> DATA FOR PROCESSING:
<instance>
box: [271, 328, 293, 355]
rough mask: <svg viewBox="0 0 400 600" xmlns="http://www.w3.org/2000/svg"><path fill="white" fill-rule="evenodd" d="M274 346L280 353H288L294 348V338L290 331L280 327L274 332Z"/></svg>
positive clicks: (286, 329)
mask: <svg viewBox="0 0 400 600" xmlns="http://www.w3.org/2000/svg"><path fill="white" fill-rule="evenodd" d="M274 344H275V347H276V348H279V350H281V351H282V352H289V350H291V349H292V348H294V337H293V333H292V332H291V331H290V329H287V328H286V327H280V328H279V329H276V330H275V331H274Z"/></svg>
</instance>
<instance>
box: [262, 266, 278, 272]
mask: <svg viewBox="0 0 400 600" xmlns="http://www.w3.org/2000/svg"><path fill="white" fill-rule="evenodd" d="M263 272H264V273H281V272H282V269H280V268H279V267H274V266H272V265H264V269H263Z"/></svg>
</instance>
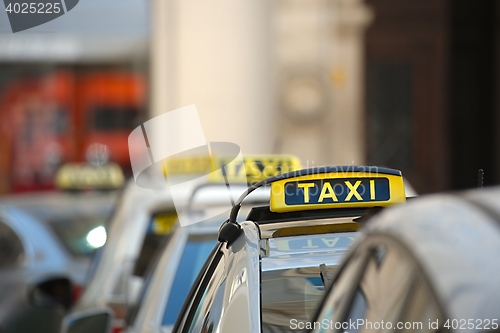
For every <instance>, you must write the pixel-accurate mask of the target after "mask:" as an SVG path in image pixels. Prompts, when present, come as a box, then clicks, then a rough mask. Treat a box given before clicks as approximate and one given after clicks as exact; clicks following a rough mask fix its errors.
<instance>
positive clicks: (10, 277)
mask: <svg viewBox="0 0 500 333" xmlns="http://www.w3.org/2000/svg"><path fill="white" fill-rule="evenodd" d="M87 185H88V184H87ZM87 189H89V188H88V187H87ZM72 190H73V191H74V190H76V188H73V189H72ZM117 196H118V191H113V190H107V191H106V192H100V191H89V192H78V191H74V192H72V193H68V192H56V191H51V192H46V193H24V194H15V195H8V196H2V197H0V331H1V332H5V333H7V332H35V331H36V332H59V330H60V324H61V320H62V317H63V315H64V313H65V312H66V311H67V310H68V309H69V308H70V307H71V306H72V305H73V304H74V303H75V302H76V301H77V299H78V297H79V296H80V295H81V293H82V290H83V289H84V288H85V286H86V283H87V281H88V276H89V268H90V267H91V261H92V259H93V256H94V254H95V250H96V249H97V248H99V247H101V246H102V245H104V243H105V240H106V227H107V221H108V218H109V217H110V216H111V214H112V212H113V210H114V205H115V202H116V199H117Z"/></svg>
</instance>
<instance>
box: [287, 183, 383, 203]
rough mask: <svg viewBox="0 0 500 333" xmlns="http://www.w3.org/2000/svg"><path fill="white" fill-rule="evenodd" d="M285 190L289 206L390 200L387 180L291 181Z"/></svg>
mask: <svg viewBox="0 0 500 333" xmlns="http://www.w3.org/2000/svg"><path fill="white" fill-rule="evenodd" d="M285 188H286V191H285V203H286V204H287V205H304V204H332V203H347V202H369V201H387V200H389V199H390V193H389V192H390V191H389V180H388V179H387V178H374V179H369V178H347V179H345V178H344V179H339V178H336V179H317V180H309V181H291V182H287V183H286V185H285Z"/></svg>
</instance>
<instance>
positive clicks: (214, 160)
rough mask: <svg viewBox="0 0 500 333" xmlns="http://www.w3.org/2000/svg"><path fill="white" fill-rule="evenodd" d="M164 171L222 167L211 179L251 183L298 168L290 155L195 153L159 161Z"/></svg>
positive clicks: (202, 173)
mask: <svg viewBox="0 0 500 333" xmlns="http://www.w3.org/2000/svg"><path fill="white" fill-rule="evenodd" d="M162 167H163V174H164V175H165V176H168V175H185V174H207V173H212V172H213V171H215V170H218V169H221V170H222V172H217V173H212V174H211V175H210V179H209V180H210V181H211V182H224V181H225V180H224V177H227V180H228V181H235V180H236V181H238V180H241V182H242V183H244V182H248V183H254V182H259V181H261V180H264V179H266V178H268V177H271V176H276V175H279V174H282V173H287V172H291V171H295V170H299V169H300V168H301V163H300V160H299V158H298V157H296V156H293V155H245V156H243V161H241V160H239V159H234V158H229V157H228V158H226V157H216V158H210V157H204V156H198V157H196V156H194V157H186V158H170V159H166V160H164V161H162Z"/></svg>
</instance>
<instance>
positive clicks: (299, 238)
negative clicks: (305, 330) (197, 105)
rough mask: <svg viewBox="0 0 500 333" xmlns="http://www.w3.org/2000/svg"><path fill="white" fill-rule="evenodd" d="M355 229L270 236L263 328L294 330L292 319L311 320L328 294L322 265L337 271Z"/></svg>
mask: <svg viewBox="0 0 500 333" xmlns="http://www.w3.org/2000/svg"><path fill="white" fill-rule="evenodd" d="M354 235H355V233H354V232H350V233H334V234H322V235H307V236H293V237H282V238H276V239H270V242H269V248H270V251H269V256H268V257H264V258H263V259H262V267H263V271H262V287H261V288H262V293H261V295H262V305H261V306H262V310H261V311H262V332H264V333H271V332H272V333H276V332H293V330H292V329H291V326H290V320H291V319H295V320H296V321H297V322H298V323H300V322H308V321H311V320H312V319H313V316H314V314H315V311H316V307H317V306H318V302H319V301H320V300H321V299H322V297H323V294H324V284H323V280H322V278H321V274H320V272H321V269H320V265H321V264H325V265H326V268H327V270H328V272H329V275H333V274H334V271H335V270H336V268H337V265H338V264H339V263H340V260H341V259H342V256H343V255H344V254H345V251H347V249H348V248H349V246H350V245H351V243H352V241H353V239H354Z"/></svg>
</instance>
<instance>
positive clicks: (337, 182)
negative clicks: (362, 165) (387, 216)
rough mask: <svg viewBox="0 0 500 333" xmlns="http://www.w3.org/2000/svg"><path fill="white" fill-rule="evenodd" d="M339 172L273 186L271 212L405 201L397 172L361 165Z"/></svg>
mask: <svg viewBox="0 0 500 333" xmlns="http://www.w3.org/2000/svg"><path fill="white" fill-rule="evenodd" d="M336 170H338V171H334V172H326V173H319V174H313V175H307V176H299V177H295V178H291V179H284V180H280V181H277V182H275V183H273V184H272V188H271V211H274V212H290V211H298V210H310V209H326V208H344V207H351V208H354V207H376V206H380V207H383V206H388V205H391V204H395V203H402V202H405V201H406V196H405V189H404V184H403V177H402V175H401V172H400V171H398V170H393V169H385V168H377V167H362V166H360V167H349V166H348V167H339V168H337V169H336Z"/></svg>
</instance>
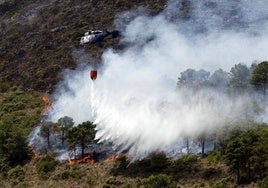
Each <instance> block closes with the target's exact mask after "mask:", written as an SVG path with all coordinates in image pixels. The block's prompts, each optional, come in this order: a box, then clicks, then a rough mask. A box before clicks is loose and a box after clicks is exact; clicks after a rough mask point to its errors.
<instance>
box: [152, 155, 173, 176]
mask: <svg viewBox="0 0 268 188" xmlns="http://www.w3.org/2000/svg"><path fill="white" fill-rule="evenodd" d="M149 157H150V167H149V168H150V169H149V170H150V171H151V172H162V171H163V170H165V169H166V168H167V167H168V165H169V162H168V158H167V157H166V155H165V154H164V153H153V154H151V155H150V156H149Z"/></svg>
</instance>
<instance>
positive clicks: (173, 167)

> REQUIREMENT: Write out the listing again word for word, but without its pictures.

> ANSWER SPACE:
<instance>
box: [271, 328, 293, 355]
rough mask: <svg viewBox="0 0 400 600" xmlns="http://www.w3.org/2000/svg"><path fill="white" fill-rule="evenodd" d="M274 346L280 353H288L294 348V338L290 331L280 327L274 332Z"/></svg>
positive clicks: (286, 329)
mask: <svg viewBox="0 0 400 600" xmlns="http://www.w3.org/2000/svg"><path fill="white" fill-rule="evenodd" d="M274 344H275V347H276V348H279V350H281V351H282V352H289V350H291V349H292V348H294V337H293V333H292V332H291V331H290V329H287V328H286V327H280V328H279V329H276V330H275V331H274Z"/></svg>
</instance>
<instance>
box: [262, 266, 278, 272]
mask: <svg viewBox="0 0 400 600" xmlns="http://www.w3.org/2000/svg"><path fill="white" fill-rule="evenodd" d="M263 272H264V273H281V272H282V269H280V268H279V267H274V266H272V265H264V269H263Z"/></svg>
</instance>
For every <instance>, you must write the pixel-accurate mask of the target after "mask:" as an SVG path in image pixels. Prompts, when present, come as a box, then clicks, then a rough mask. Treat a box given before clicks as approximate and one given after clicks as exact; clicks following a rough mask fix its errors.
<instance>
positive clicks: (10, 277)
mask: <svg viewBox="0 0 500 333" xmlns="http://www.w3.org/2000/svg"><path fill="white" fill-rule="evenodd" d="M87 185H88V184H87ZM87 189H89V188H88V187H87ZM72 190H73V191H74V190H76V188H73V189H72ZM117 196H118V191H113V190H107V191H106V192H100V191H89V192H78V191H74V192H72V193H68V192H56V191H51V192H46V193H24V194H15V195H8V196H2V197H0V331H1V332H5V333H7V332H35V331H36V332H59V330H60V324H61V320H62V317H63V315H64V313H65V312H66V311H67V310H68V309H69V308H70V307H71V306H72V305H73V304H74V303H75V302H76V301H77V299H78V297H79V296H80V295H81V293H82V290H83V289H84V288H85V286H86V283H87V281H88V276H89V268H90V267H91V261H92V259H93V256H94V254H95V250H96V249H97V248H99V247H101V246H102V245H104V243H105V240H106V227H107V221H108V218H109V217H110V216H111V214H112V212H113V210H114V205H115V202H116V199H117Z"/></svg>
</instance>
<instance>
box: [287, 183, 383, 203]
rough mask: <svg viewBox="0 0 500 333" xmlns="http://www.w3.org/2000/svg"><path fill="white" fill-rule="evenodd" d="M285 190L289 206L390 200L387 180L291 181Z"/></svg>
mask: <svg viewBox="0 0 500 333" xmlns="http://www.w3.org/2000/svg"><path fill="white" fill-rule="evenodd" d="M285 188H286V191H285V203H286V204H287V205H304V204H332V203H347V202H369V201H387V200H389V199H390V193H389V192H390V191H389V180H388V179H387V178H374V179H369V178H347V179H345V178H344V179H339V178H336V179H317V180H309V181H291V182H287V183H286V185H285Z"/></svg>
</instance>
<instance>
positive clicks: (214, 160)
rough mask: <svg viewBox="0 0 500 333" xmlns="http://www.w3.org/2000/svg"><path fill="white" fill-rule="evenodd" d="M164 171L222 167L211 179L251 183L298 168L290 155L195 153L159 161Z"/></svg>
positive clicks: (202, 173)
mask: <svg viewBox="0 0 500 333" xmlns="http://www.w3.org/2000/svg"><path fill="white" fill-rule="evenodd" d="M162 167H163V174H164V175H165V176H168V175H185V174H207V173H212V172H213V171H215V170H218V169H221V170H222V172H217V173H212V174H211V175H210V179H209V180H210V181H211V182H224V181H225V180H224V177H227V180H228V181H235V180H236V181H238V180H241V182H242V183H244V182H248V183H254V182H259V181H261V180H264V179H266V178H268V177H271V176H276V175H279V174H282V173H287V172H291V171H295V170H299V169H300V168H301V163H300V160H299V158H298V157H296V156H293V155H245V156H243V161H241V160H239V159H234V158H229V157H228V158H226V157H216V158H210V157H204V156H198V157H196V156H194V157H186V158H170V159H166V160H164V161H162Z"/></svg>
</instance>
<instance>
positive clicks: (299, 238)
negative clicks: (305, 330) (197, 105)
rough mask: <svg viewBox="0 0 500 333" xmlns="http://www.w3.org/2000/svg"><path fill="white" fill-rule="evenodd" d="M355 229L270 236L263 328L294 330L292 319L311 320L328 294L322 265L337 271Z"/></svg>
mask: <svg viewBox="0 0 500 333" xmlns="http://www.w3.org/2000/svg"><path fill="white" fill-rule="evenodd" d="M354 235H355V233H354V232H350V233H334V234H322V235H307V236H293V237H282V238H276V239H270V242H269V248H270V251H269V256H268V257H264V258H263V259H262V267H263V271H262V287H261V288H262V293H261V295H262V305H261V306H262V310H261V311H262V332H264V333H271V332H272V333H276V332H293V330H292V329H291V326H290V320H291V319H295V320H296V321H297V322H298V323H300V322H308V321H311V320H312V319H313V316H314V314H315V311H316V307H317V306H318V302H319V301H320V300H321V299H322V297H323V294H324V284H323V280H322V278H321V274H320V272H321V269H320V265H321V264H325V265H326V268H327V270H328V272H329V275H333V274H334V271H335V270H336V268H337V265H338V264H339V263H340V260H341V259H342V256H343V255H344V254H345V251H347V249H348V248H349V246H350V245H351V243H352V241H353V239H354Z"/></svg>
</instance>
<instance>
positive clicks: (337, 182)
negative clicks: (362, 165) (387, 216)
rough mask: <svg viewBox="0 0 500 333" xmlns="http://www.w3.org/2000/svg"><path fill="white" fill-rule="evenodd" d="M339 172L273 186L271 212L405 201L397 172L361 165Z"/></svg>
mask: <svg viewBox="0 0 500 333" xmlns="http://www.w3.org/2000/svg"><path fill="white" fill-rule="evenodd" d="M336 170H338V171H334V172H326V173H319V174H313V175H307V176H299V177H295V178H291V179H284V180H280V181H277V182H275V183H273V184H272V188H271V211H274V212H290V211H298V210H310V209H326V208H344V207H351V208H354V207H376V206H380V207H383V206H388V205H391V204H395V203H402V202H405V201H406V196H405V189H404V184H403V177H402V175H401V172H400V171H398V170H393V169H385V168H377V167H362V166H360V167H349V166H348V167H339V168H337V169H336Z"/></svg>
</instance>
Each <instance> block closes with the target's exact mask after "mask:", written as an SVG path with all coordinates in image pixels. The block's prompts, each optional, come in this order: a box, then clicks, then a rough mask. A box before clicks is loose and a box after clicks is exact; clicks after a rough mask point to its errors.
<instance>
box: [152, 155, 173, 176]
mask: <svg viewBox="0 0 268 188" xmlns="http://www.w3.org/2000/svg"><path fill="white" fill-rule="evenodd" d="M149 157H150V167H149V168H150V169H149V170H150V171H151V172H162V171H163V170H165V169H166V168H167V167H168V165H169V162H168V158H167V157H166V155H165V154H164V153H153V154H151V155H150V156H149Z"/></svg>
</instance>
<instance>
positive clicks: (173, 167)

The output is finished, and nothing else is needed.